• _TEXTAUSZUG_
---------------

Der Spanischen Grippe fielen vom Herbst 1918 bis 1920 weltweit 50 Millionen und in Deutschland etwa 500.000 Menschen zum Opfer. Schaut man, wie jetzt Stadtarchivar Jens Roepstorff, in die Mülheimer Lokalpresse der letzten Tage des Ersten Weltkrieges, so stößt man auf den Hinweis, „dass sich das Gespenst der Spanischen Grippe auch in Mülheim breit macht“.
Auf öffentliche Veranstaltungen verzichten
Nicht nur mit Blick auf das Ruhrgebiet attestiert der Generalanzeiger, dass die Menschen „in einer schwer zu beschreibenden Seelenverfassung sind“. Das Ausmaß, das die Spanische Grippe auch in unserer Stadt im Herbst 1918 angenommen hatte, machte der Generalanzeiger unter anderem an den überfüllten Wartezimmern der örtlichen Ärzte fest.

---------------

Stimmen die folgenden Aussagen mit dem Text über die Spanische Grippe in Mülheim überein? Antworte bei jeder Aussage mit Ja oder Nein und zitiere die entscheidenden Worte des Textes wörtlich.
1. Weltweit fielen der Spanischen Grippe 50 Millionen Menschen zum Opfer.
2. Der Generalanzeiger bezog die Aussage über die Seelenverfassung der Menschen ausschließlich auf das Ruhrgebiet.
3. Der Generalanzeiger machte das Ausmaß der Grippe an leeren Arztpraxen fest.

---------------

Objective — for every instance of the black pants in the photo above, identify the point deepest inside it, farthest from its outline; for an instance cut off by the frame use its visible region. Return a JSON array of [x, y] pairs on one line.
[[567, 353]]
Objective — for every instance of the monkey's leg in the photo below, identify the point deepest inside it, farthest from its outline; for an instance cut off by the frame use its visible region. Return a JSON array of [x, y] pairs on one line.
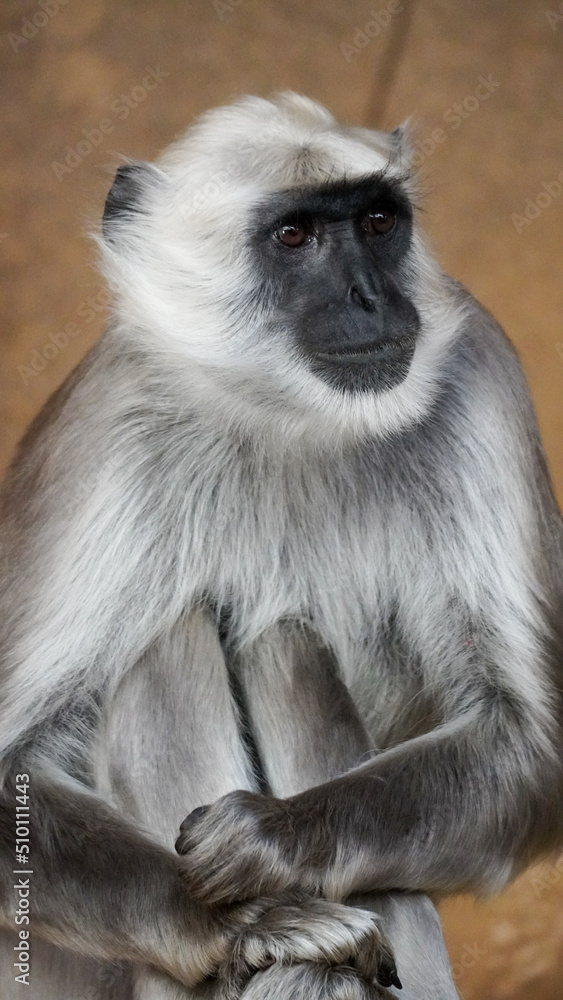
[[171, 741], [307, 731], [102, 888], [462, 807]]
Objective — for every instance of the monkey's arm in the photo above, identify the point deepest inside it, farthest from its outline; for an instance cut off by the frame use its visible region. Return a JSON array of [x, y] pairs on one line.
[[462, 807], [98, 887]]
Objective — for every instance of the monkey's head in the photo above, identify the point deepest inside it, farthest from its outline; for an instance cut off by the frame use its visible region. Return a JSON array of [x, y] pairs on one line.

---------------

• _LÖSUNG_
1. Ja: „weltweit 50 Millionen“
2. Nein: „Nicht nur mit Blick auf das Ruhrgebiet“
3. Nein: „an den überfüllten Wartezimmern der örtlichen Ärzte“